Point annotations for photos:
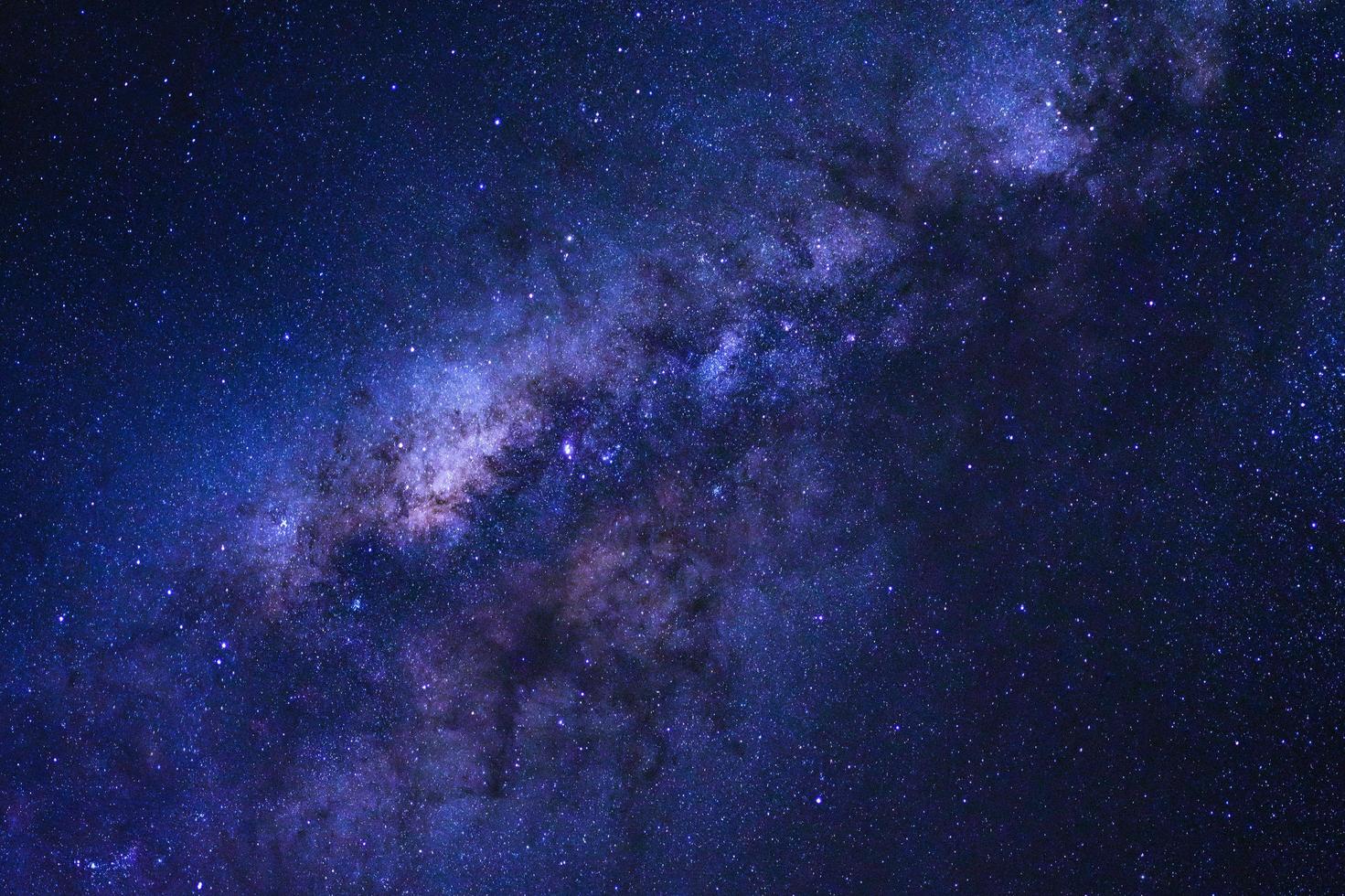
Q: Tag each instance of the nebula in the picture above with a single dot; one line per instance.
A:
(777, 447)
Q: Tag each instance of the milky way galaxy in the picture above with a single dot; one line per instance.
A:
(770, 447)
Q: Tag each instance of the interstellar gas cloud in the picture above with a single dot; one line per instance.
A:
(677, 448)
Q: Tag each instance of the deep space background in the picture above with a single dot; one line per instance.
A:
(673, 447)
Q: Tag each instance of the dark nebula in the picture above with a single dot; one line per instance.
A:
(821, 447)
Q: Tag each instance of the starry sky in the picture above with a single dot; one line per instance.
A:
(783, 445)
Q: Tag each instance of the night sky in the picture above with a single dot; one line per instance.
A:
(777, 447)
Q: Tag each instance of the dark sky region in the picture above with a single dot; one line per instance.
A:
(775, 447)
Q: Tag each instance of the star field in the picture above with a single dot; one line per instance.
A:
(773, 447)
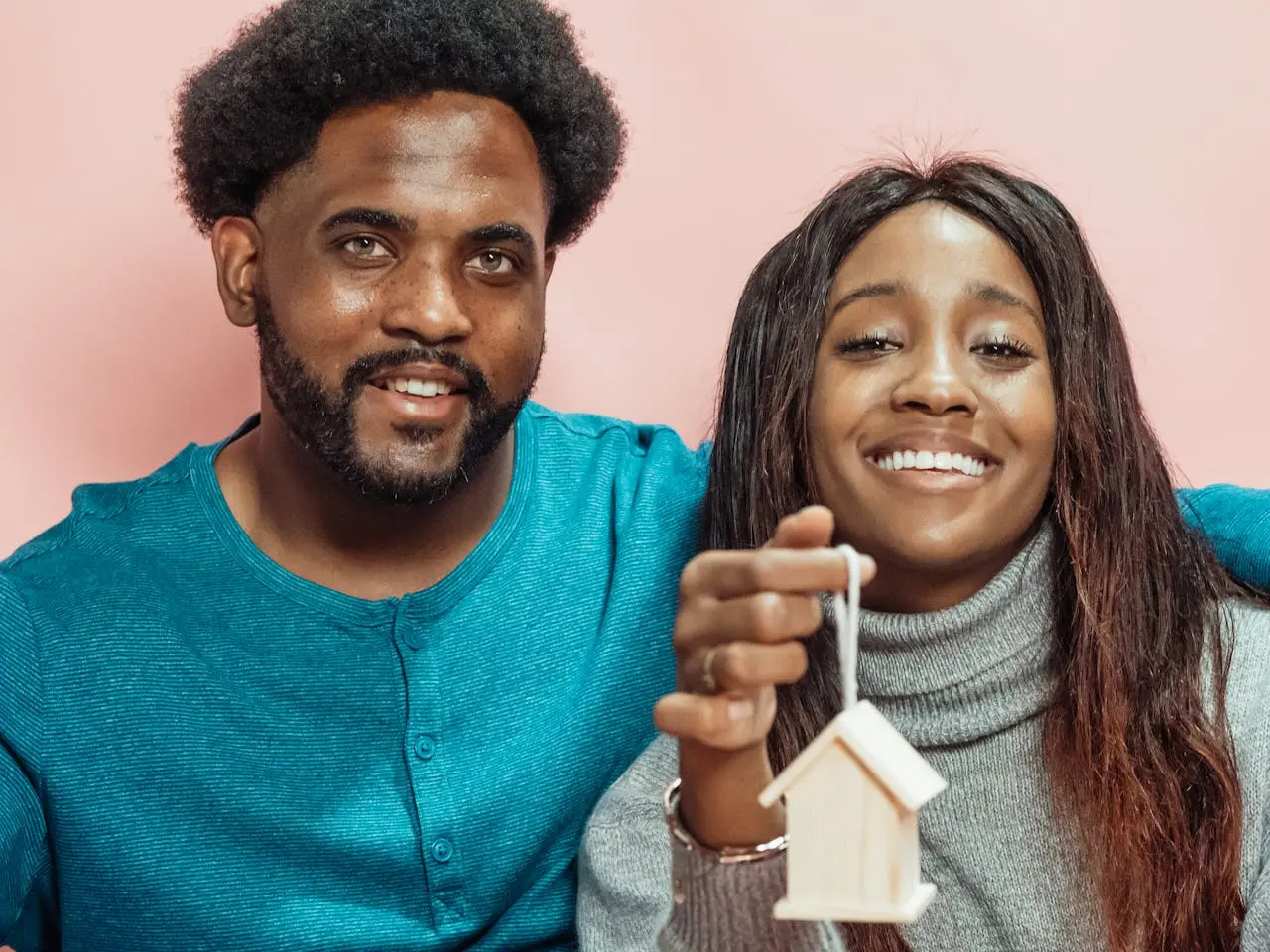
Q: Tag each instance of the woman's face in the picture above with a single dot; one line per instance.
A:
(933, 409)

▸ **STATED GOAL**: Reproduce the data above with "single dot" renamed to "single marker" everywhere, leaving everything else unchanged. Omit the pictures from your answer.

▸ **OUTPUT FOR THIS EXERCISE**:
Q: Tag each instance of the nebula in the picture above with a single marker; one line per instance.
A:
(777, 447)
Q: Tag each instance of the milky way galaxy in the picture above with a single marker; one line per instance.
A:
(770, 447)
Q: Tag each instance of the interstellar gas cloud in the picture above with a single marker; one line per instance.
A:
(677, 448)
Q: Tag each instance of the deep space background in the picture above with a single marker; one line per instance.
A:
(673, 447)
Q: Tag each instance of the dark nebula in the picture above with a single marker; one line per instance.
A:
(821, 447)
Q: Tag each instance of the starry sky in the picture above with a single marker; one line per instance.
A:
(783, 445)
Q: Tag each instance of the night sky in the picture above with a single marker; one line per instance.
A:
(777, 447)
Q: Tag each instance of the dark sky region in the picture above with a single marker; one line per instance.
A:
(775, 447)
Q: Tag each instance of the star field in the picture above with a single marker; one line per instance.
A:
(773, 447)
Q: Tag each instance of the woman's face in the picture above with a single marker; one line per instance.
A:
(933, 409)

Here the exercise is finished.